Ga direct naar de content

Stellen van doelen verbetert studieresultaten

Geplaatst als type:
Geschreven door:
Gepubliceerd om: december 19 2017

Onderzoek uit de gedragseconomie laat zien dat mensen hun ­prestaties kunnen verbeteren als ze zichzelf doelen stellen. Een veld­experiment onderzoekt of de studie­prestaties van studenten ook verbeteren als hun mentor ze uitdaagt een doel te stellen of hun doel te verhogen.

In het kort

– De studieprestaties van studenten verbeteren als mentoren studenten motiveren om doelen te stellen.
– Motivatie door mentoren om gestelde doelen te verhogen heeft echter geen effect op de studieprestaties.

In het kort

Dit artikel is mede gebaseerd op Van Lent en Souverijn (2017)

Studiemotivatie en -prestatie, en manieren om deze te verbeteren, staan steeds meer in de belangstelling van wetenschappers en beleidsmakers in het onderwijs, zo blijkt uit een stijgend aantal onderzoekspapers en mentorprogramma’s aan universiteiten. Een manier om studenten te helpen beter te presteren zou kunnen zijn door ze te motiveren om doelen te stellen. Dit is goedkoper dan bijvoorbeeld het vormen van kleinere klassen of het aannemen van extra docenten. Maar of deze methode ook werkt, is nog onvoldoende onderzocht.

Een doel stellen kan tot betere prestaties leiden, omdat een doel werkt als een referentiepunt (Suvorov en Van de Ven, 2008; Hsiaw, 2013; Koch en Nafziger, 2011; Koch et al., 2014), of omdat het behalen van het doel een gevoel van trots geeft (Gómez-Miñambres, 2012). Het theoretisch mechanisme hierachter is dat als studenten het halen van een doel waarderen, ze bereid zijn hier hard voor te werken. Door een (al dan niet ambitieus) doel te stellen kan de student dus een beter studieresultaat bereiken.

Wetenschappers uit de psychologie en bedrijfskunde hebben onderzocht of doelen stellen studenten inderdaad helpt hun studieprestaties te verbeteren (Linnenbrink, 2005; Morisano et al., 2010; Bettinger en Baker, 2013; Travers et al., 2015). Maar omdat in de meeste studies een goede controlegroep ontbreekt, is het lastig om ­causale verbanden te leggen en een overtuigende conclusie te trekken. Een veldexperiment onder studenten van de Erasmus ­Universiteit Rotterdam maakt nu wel gebruik van een ­goede controlegroep.

Fragmenten uit dataset:
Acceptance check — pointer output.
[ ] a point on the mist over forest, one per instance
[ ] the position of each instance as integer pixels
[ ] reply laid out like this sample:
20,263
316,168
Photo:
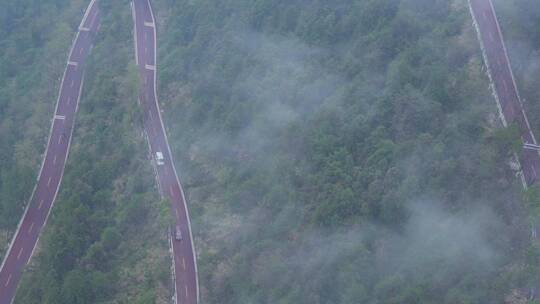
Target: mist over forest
344,151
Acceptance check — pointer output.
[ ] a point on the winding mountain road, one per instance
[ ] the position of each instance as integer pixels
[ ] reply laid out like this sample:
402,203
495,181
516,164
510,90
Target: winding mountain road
50,176
503,84
52,168
506,94
184,260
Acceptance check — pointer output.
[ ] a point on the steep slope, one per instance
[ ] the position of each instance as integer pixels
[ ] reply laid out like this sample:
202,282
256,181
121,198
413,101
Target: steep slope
341,152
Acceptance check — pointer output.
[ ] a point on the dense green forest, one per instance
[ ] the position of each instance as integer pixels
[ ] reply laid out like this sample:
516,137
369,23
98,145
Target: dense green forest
342,151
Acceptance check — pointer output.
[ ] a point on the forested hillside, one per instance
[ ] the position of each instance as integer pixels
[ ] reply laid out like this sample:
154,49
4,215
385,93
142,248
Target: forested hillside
343,151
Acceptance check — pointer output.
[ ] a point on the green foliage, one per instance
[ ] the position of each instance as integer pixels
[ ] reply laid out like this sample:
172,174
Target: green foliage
305,133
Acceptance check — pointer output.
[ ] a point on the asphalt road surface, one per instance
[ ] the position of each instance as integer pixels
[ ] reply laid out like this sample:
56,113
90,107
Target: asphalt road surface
52,168
184,262
507,95
504,84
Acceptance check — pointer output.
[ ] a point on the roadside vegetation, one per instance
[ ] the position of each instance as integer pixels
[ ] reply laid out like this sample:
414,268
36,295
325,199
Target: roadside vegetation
331,151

Wat wordt gevraagd:
A - Vertaal deze zin uit de tekst over doelen stellen naar het Engels: "Dit is goedkoper dan bijvoorbeeld het vormen van kleinere klassen of het aannemen van extra docenten."
B - Herhaal ongewijzigd het stuk uit de tekst over doelen stellen van "Stellen van doelen" tot en met "doel te verhogen.".

Uitwerkingen:
A - This is cheaper than, for example, forming smaller classes or hiring additional teachers.

B -
Stellen van doelen verbetert studieresultaten

Geplaatst als type:
Geschreven door:
Gepubliceerd om: december 19 2017

Onderzoek uit de gedragseconomie laat zien dat mensen hun ­prestaties kunnen verbeteren als ze zichzelf doelen stellen. Een veld­experiment onderzoekt of de studie­prestaties van studenten ook verbeteren als hun mentor ze uitdaagt een doel te stellen of hun doel te verhogen.